* [TO DO]: Look through the records below for the line holding "Target: shadow on pavement". Write it out exactly, with each following line through the line holding "Thank you for the photo. Could you please annotate the air".

[Stored data entries]
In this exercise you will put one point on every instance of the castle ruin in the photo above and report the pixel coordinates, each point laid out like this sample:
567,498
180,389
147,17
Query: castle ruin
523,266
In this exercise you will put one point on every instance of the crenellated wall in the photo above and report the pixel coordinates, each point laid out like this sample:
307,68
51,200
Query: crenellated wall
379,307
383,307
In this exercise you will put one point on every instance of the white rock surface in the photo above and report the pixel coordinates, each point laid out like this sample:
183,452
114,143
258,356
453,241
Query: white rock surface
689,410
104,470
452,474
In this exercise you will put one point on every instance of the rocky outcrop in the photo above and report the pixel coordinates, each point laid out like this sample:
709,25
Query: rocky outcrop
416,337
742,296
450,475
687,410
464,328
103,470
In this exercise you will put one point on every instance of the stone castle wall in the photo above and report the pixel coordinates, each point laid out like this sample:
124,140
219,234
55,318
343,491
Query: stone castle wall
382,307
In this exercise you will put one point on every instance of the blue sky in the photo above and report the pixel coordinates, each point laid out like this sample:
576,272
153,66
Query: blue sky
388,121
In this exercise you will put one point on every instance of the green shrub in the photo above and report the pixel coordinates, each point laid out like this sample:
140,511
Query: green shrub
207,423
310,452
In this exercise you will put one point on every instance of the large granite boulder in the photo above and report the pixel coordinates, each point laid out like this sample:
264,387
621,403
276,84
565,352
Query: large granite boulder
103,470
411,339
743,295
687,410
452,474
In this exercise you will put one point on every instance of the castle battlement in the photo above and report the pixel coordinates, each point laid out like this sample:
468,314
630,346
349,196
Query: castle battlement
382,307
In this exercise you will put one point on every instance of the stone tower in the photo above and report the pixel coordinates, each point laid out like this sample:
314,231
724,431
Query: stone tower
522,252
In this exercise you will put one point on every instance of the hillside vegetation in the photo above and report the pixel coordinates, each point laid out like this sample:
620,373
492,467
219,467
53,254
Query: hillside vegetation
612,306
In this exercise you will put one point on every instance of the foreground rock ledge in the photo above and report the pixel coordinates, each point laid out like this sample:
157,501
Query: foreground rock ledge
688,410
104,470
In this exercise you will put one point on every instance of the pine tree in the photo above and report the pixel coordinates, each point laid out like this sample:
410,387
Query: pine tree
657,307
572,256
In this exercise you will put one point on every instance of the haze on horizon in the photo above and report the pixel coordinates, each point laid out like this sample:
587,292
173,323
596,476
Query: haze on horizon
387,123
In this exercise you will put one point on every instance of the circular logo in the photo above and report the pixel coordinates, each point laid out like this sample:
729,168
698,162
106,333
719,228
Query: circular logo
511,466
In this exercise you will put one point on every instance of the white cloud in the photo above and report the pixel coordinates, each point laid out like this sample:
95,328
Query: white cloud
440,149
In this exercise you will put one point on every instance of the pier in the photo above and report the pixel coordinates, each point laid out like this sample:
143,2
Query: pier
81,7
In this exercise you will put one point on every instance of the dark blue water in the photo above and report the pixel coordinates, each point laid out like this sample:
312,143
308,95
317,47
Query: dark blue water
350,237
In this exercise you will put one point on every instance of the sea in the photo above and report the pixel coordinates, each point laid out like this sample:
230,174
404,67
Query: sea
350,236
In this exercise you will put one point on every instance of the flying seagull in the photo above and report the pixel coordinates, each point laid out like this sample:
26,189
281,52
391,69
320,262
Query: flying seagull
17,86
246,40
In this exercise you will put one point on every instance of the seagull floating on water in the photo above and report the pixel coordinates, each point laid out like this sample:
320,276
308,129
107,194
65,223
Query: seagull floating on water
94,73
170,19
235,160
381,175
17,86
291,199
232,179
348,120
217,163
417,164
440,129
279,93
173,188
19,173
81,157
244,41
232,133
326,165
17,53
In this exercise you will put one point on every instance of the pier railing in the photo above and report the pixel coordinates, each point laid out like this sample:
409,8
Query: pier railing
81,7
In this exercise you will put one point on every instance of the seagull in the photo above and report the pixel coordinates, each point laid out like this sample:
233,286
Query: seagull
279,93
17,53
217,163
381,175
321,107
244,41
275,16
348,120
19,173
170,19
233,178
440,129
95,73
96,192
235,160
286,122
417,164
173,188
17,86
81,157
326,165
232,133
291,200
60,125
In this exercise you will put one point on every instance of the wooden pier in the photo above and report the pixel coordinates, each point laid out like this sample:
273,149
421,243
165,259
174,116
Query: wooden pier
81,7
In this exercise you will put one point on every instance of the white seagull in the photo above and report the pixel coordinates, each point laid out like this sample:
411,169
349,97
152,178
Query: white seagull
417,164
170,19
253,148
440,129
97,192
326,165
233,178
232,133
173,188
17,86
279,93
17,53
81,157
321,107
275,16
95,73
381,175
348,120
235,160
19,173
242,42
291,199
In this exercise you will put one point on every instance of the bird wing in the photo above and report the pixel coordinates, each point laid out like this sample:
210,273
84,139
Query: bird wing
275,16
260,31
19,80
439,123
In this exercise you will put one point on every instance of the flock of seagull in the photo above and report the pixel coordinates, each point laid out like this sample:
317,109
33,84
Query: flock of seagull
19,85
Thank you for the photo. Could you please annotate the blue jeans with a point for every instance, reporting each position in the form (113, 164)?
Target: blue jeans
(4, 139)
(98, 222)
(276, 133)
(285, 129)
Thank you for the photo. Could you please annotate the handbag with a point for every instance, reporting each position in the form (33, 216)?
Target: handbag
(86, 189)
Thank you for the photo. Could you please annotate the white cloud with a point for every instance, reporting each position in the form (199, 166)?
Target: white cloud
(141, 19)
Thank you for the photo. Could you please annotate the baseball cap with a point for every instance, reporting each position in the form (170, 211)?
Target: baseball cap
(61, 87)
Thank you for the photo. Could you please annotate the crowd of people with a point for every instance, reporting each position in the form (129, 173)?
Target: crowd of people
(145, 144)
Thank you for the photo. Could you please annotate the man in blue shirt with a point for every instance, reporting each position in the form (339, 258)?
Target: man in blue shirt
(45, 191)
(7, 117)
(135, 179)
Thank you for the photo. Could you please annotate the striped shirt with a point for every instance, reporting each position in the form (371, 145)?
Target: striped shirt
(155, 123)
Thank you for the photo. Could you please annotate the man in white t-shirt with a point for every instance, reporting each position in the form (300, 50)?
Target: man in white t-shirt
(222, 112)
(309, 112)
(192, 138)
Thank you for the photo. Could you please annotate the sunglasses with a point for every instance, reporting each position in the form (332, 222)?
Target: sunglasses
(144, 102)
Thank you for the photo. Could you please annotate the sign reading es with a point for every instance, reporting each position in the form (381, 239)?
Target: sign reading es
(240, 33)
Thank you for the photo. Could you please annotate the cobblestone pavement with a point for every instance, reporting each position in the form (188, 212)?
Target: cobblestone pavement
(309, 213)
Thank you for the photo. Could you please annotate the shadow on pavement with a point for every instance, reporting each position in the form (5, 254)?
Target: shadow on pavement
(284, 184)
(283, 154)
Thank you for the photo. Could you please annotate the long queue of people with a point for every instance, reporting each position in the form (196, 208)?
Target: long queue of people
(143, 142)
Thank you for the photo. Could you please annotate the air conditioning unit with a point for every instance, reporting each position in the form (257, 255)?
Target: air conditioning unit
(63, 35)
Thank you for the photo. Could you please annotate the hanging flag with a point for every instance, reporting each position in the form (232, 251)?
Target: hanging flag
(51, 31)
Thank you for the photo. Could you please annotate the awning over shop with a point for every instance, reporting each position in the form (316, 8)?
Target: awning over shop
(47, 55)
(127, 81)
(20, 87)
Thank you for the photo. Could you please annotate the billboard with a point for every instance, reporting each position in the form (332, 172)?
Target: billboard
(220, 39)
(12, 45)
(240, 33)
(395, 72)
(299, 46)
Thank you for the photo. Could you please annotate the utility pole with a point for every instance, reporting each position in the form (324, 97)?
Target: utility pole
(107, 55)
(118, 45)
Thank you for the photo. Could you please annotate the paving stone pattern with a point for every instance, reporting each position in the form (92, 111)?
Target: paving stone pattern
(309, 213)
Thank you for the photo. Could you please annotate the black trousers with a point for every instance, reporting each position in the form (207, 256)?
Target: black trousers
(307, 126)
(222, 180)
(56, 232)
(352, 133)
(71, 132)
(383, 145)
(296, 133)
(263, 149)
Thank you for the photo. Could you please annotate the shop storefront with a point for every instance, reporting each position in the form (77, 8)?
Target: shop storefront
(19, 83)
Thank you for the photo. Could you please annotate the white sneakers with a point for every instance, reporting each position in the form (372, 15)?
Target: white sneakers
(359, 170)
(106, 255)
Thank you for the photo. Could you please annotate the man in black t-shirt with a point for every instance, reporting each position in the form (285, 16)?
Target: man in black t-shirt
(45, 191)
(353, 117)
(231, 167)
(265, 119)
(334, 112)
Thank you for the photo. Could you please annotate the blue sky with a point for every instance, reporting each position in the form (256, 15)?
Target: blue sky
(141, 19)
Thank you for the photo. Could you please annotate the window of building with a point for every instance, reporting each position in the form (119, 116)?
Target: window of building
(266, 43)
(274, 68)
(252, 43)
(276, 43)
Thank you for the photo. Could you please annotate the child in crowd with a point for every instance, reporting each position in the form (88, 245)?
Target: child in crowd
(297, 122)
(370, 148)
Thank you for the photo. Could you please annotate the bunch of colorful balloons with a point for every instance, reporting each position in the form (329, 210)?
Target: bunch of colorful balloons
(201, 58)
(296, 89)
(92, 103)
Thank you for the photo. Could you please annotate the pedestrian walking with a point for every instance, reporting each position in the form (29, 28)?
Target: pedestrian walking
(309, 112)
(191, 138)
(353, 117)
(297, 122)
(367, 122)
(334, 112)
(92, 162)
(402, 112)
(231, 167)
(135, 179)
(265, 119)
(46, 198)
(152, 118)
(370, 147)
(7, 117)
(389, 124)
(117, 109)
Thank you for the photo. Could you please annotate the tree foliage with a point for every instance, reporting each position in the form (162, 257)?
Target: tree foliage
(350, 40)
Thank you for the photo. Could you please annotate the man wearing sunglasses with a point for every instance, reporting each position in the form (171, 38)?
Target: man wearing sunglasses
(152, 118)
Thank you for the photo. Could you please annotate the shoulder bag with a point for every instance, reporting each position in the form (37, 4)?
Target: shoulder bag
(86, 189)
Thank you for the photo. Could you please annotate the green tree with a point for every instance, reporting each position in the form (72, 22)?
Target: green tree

* [OUTPUT]:
Target: shadow on pavement
(284, 184)
(283, 154)
Thank you for the photo. Could you please annotate the long queue of people with a point for every instance, reporting each position in the form (196, 208)?
Target: long queue of people
(143, 142)
Thank you for the photo. Could you please annotate the air conditioning unit with a point for every instance, reporting each position in the form (257, 255)?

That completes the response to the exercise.